--- BEGIN Recorded information ---

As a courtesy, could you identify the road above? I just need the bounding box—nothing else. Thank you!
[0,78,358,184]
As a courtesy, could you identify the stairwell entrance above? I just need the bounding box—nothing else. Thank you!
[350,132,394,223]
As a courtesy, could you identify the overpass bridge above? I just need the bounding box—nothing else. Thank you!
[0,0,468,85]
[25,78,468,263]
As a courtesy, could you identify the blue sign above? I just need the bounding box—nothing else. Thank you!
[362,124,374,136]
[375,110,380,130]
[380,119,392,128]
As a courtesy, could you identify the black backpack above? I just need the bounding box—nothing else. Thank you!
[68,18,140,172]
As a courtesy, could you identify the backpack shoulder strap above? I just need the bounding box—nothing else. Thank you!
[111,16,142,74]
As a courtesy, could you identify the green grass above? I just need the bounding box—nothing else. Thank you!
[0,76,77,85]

--- END Recorded information ---
--- BEGIN Recorded information ---

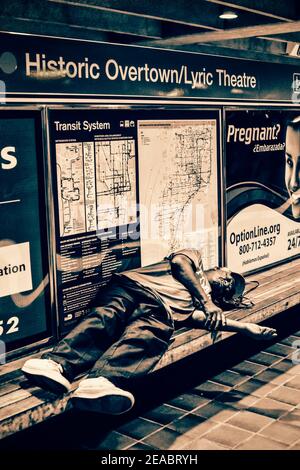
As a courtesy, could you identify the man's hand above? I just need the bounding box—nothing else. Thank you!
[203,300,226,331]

--- END Recorded information ---

Stated problem: Copy the lines from the one containing "As a courtesy, could you identify the backpack" through the one containing "[111,16,142,74]", both included, with their requests, and shift every bounding box coordinate in the answers up by 81. Leave out all other lines.

Worked solution:
As a courtesy, could you identify the backpack shoulder strap above? I just need the bounding box—nothing else. Thank you!
[192,97,223,155]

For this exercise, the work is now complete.